--- Start of Raw data ---

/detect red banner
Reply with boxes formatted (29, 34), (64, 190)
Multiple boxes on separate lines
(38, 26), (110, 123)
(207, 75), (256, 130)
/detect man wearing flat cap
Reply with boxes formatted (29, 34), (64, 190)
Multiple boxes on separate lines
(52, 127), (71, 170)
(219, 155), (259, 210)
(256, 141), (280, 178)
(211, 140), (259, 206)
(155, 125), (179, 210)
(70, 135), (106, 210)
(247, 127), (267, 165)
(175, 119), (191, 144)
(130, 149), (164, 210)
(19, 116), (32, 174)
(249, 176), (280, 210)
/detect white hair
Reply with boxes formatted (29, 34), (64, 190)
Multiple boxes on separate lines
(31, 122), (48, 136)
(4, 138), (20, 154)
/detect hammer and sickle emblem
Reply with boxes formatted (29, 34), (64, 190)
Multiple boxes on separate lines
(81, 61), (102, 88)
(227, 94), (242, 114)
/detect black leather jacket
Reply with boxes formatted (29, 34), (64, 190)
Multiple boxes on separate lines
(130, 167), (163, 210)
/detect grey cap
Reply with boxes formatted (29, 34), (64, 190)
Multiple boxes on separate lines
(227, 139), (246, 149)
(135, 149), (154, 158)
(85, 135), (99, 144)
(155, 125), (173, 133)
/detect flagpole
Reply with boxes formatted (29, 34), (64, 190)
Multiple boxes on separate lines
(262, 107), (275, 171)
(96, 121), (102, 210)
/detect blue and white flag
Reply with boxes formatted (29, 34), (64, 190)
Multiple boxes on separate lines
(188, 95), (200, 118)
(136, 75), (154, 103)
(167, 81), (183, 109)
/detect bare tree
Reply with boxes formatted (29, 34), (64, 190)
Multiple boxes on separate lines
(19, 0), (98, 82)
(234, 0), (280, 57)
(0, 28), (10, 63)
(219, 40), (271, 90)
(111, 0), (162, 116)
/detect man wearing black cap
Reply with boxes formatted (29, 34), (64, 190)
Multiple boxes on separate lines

--- End of Raw data ---

• **Exercise brief**:
Rewrite every entry above, swapping "Reply with" for "Answer with" wherever it occurs, and change nothing else.

• **Solution for this task**:
/detect red banner
Answer with boxes formatted (29, 34), (64, 190)
Multiple boxes on separate lines
(38, 26), (110, 123)
(207, 75), (256, 130)
/detect man wearing flat cap
Answer with boxes formatted (29, 34), (64, 190)
Multiple boxes on separate lines
(52, 127), (71, 170)
(219, 155), (259, 210)
(256, 141), (280, 178)
(211, 140), (259, 206)
(155, 125), (179, 210)
(70, 135), (106, 210)
(247, 127), (267, 165)
(175, 119), (191, 144)
(130, 149), (164, 210)
(19, 116), (32, 174)
(249, 176), (280, 210)
/detect white hair
Answer with boxes formatted (29, 34), (64, 190)
Multiple boxes on separate lines
(31, 122), (48, 136)
(4, 138), (20, 154)
/detect hammer and sickle emblem
Answer with boxes formatted (29, 34), (64, 190)
Multiple boxes on separate lines
(81, 61), (102, 88)
(227, 94), (242, 114)
/detect black leather jacket
Answer with boxes formatted (29, 34), (64, 190)
Multiple boxes on separate lines
(130, 167), (163, 210)
/detect grey cap
Answer with boxes formatted (29, 34), (64, 190)
Multiple boxes on separate lines
(227, 139), (246, 149)
(135, 149), (154, 158)
(85, 135), (99, 144)
(155, 125), (173, 133)
/detect flagpole
Answer with boxes formatted (29, 34), (64, 190)
Multiple boxes on separate lines
(262, 107), (275, 171)
(96, 121), (102, 210)
/detect blue and white flag
Answer with boxes formatted (29, 34), (64, 190)
Multiple boxes on separate lines
(188, 95), (200, 118)
(136, 75), (154, 103)
(167, 81), (183, 109)
/detect bare tree
Answer with boxes formatted (29, 34), (64, 190)
Multiple boxes on separate lines
(19, 0), (98, 82)
(234, 0), (280, 57)
(0, 28), (10, 63)
(219, 40), (271, 90)
(111, 0), (162, 116)
/detect man wearing black cap
Answer with boxes formatted (29, 34), (64, 190)
Multiple boxes on separate lines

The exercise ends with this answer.